#### [Items]
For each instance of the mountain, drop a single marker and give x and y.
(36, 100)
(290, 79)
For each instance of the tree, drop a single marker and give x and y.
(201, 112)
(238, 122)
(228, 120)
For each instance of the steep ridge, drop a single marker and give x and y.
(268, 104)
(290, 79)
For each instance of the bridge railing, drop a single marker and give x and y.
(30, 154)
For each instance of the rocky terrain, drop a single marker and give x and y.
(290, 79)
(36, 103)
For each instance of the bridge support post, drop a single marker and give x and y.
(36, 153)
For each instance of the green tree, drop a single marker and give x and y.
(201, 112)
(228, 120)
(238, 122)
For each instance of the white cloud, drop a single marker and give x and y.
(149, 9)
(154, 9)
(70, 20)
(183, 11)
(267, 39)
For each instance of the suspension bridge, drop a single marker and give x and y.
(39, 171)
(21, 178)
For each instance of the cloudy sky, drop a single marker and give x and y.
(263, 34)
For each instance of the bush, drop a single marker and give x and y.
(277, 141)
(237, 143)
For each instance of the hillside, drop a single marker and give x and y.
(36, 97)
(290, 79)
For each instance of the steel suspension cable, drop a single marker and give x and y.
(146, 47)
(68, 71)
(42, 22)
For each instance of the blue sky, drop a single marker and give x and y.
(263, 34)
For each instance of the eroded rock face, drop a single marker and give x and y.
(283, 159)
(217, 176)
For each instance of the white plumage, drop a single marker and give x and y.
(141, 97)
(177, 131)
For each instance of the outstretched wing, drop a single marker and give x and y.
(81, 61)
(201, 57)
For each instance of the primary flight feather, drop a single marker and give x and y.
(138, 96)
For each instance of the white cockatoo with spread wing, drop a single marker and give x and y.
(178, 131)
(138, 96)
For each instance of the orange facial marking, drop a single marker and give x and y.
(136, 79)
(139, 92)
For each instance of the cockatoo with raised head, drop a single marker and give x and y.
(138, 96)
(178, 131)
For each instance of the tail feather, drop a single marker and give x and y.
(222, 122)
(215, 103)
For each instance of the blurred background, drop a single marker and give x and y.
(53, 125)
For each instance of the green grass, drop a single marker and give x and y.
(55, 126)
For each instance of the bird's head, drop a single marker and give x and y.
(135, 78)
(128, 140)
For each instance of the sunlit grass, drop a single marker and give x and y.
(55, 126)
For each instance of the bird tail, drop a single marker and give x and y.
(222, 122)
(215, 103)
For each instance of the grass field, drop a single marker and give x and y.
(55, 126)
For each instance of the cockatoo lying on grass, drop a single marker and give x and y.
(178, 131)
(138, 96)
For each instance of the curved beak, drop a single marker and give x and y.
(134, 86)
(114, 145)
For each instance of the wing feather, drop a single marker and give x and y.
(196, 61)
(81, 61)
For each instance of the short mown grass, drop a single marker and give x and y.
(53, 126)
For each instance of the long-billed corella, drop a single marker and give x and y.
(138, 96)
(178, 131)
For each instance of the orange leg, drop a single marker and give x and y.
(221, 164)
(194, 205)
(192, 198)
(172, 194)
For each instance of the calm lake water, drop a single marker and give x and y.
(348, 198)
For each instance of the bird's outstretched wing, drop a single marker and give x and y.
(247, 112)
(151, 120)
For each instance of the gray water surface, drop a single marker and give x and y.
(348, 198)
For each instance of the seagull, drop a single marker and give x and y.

#### [Written exercise]
Rewrite all the entries above, changing "drop a single marker" to "place one point" and leaving everything else as it is.

#### [Finished answer]
For each instance of the mountain, place one point and give x and y.
(36, 100)
(290, 79)
For each instance of the tree, place one point and give x and y.
(201, 112)
(238, 122)
(228, 120)
For each instance of the steep ridge, place one point and give x and y.
(268, 104)
(290, 79)
For each instance of the bridge railing, place one point and give x and y.
(30, 154)
For each instance of the rocky terrain, place one point and give x and y.
(290, 79)
(36, 103)
For each instance of the bridge support post, place one point and give x and y.
(36, 153)
For each instance of the green tree, place one point and give x and y.
(201, 112)
(228, 120)
(238, 122)
For each instance of the white cloud, place one point and give x and y.
(149, 9)
(154, 9)
(70, 20)
(183, 11)
(267, 39)
For each instance of the suspension bridge, place one point and give x and y.
(39, 171)
(21, 178)
For each instance of the cloudy sky, place one point and give x and y.
(263, 34)
For each instance of the bush, place one point and give x and y.
(277, 141)
(237, 143)
For each instance of the hillside, place one point and give x and y.
(36, 97)
(290, 79)
For each instance of the steel suspension cable, place one point and give x and y.
(146, 47)
(68, 71)
(42, 22)
For each instance of the blue sky, place one point and give x and y.
(263, 34)
For each instance of the eroded rock face, place one point and give x and y.
(283, 159)
(217, 176)
For each instance of the white plumage, place one point and give x and y.
(141, 97)
(177, 131)
For each instance of the outstretched wing, place one point and give x and y.
(81, 61)
(201, 57)
For each instance of the primary flight feather, place one point and give x and y.
(138, 96)
For each instance of the white cockatoo with spread wing, place one point and give x and y.
(178, 131)
(138, 96)
For each instance of the orange facial marking, place one point and give x and y.
(136, 79)
(139, 92)
For each instance of the cockatoo with raised head, place one point and give x and y.
(138, 96)
(178, 131)
For each instance of the tail feather, place one point and give x and y.
(222, 122)
(215, 103)
For each instance of the blurred background, place one point and give x and y.
(53, 125)
For each instance of the green grass, place one point and give x and y.
(55, 126)
For each instance of the bird's head, place one point and give x and y.
(135, 78)
(128, 140)
For each instance of the sunlit grass, place one point and give x and y.
(55, 126)
For each instance of the bird tail, place one point and give x and y.
(222, 122)
(215, 103)
For each instance of the grass field, place one point and give x and y.
(55, 126)
For each instance of the cockatoo lying on grass, place one point and give x and y.
(178, 131)
(138, 96)
For each instance of the curved beak, place one point and give x and y.
(134, 86)
(114, 145)
For each instance of the wing feather, place one point and give x and y.
(196, 61)
(81, 61)
For each instance of the short mown grass, place one point and give x and y.
(53, 126)
For each instance of the long-billed corella, place one point and give x and y.
(138, 96)
(178, 131)
For each instance of the orange leg, place one point and give x and y.
(221, 164)
(194, 205)
(192, 198)
(172, 194)
For each instance of the calm lake water, place one point and give x and y.
(348, 198)
For each instance of the bird's outstretched wing, place one point and give x and y.
(247, 112)
(151, 120)
For each instance of the gray water surface, place one point and give x and y.
(348, 198)
For each instance of the seagull, place one point and give x and y.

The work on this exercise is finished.